*PASSAGE GIVEN:*

[Start]

Wednesday, July 23, 2008

i love the bible

it's 4:48 in the morning and i've been awake since some time around 2:30. i'm still jet-lagged since i came back from israel two days ago so, i suppose it's to be expected. when i woke up this morning i went on a walk throughout the neighborhood which was a good time to myself that i needed to be with God. i also read my bible for the first time in a few days, and oh was it refreshing.

i just want to say that i love the bible. the reason i love it is because it's the true word of God. and while archaeology supports the bible as an ancient text, and while linguistics identify the bible as authentic (both good things to note), my favorite reason that i believe the bible is true (and why i love it so much) is because it knows me and it works. what is taught in the bible is so unique i don't believe any human being would, or could have ever come up with it out of their own imagination. if you were to create a fake religion you would be like joseph smith, a man who wrote doctrine commanding that you be a polygamist in order to go to heaven, or you would be like muhammad and say that you have to kill all other people of all other religions not your own. taking the influence from christianity totally out of the picture, from what i seem to observe, false religions have doctrines that appeal to the desires of the men who make them up.

the bible is unique, it says that in order to save your life you must lose it, in order to live you must die, being a servant is better than being a master, love, forgive and be gracious. because when we were undeserving, God first showed us love, forgiveness and grace. obligated to nothing and to no one, God sacrificed himself for this undeserving, wretched and disgusting people because he loved them.

[End]

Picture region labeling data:
[Start]

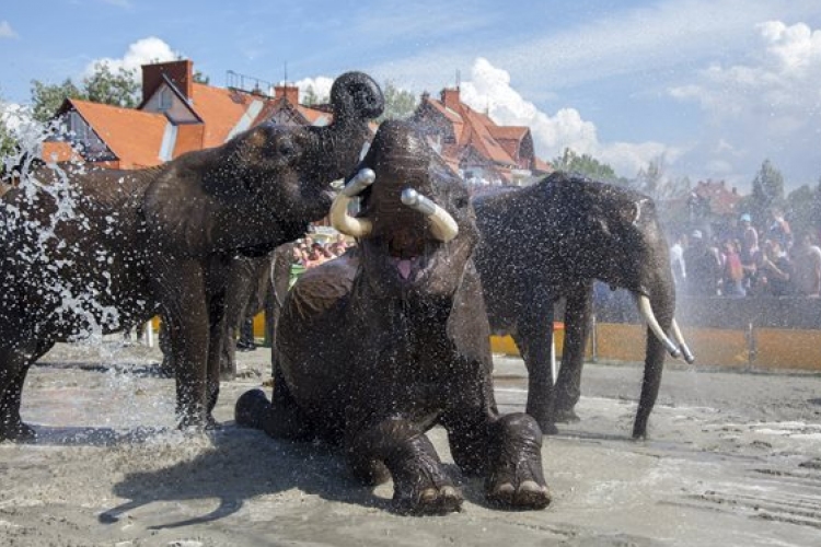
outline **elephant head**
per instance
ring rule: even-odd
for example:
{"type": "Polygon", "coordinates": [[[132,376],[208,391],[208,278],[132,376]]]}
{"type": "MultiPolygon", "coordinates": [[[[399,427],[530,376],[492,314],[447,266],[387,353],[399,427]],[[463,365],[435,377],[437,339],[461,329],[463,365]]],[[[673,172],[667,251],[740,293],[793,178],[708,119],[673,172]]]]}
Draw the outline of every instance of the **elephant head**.
{"type": "Polygon", "coordinates": [[[221,248],[258,256],[299,237],[327,214],[329,183],[356,165],[369,120],[384,107],[379,85],[361,72],[340,75],[331,101],[327,126],[263,124],[171,163],[146,194],[150,230],[194,255],[221,248]]]}
{"type": "Polygon", "coordinates": [[[672,357],[683,356],[692,363],[693,354],[673,318],[668,243],[652,199],[563,173],[539,186],[545,205],[555,211],[556,231],[563,234],[554,244],[566,274],[631,291],[657,340],[672,357]]]}
{"type": "Polygon", "coordinates": [[[365,277],[378,294],[451,295],[461,282],[453,272],[462,271],[477,241],[469,201],[464,184],[421,133],[385,121],[331,219],[359,238],[365,277]],[[359,212],[351,216],[356,196],[359,212]]]}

[End]

*STATED EXERCISE 1:*
In the blog post, why does the writer expect to have been up since about 2:30 in the morning?
*STATED EXERCISE 2:*
Copy the part of the blog post that starts with the words containing "it's 4:48 in" and ends with "was it refreshing.".
The listing has nothing to do with what comes next.

*FULL SOLUTION 1:*
The writer is still jet-lagged after coming back from Israel two days earlier, so waking that early is to be expected.

*FULL SOLUTION 2:*
it's 4:48 in the morning and i've been awake since some time around 2:30. i'm still jet-lagged since i came back from israel two days ago so, i suppose it's to be expected. when i woke up this morning i went on a walk throughout the neighborhood which was a good time to myself that i needed to be with God. i also read my bible for the first time in a few days, and oh was it refreshing.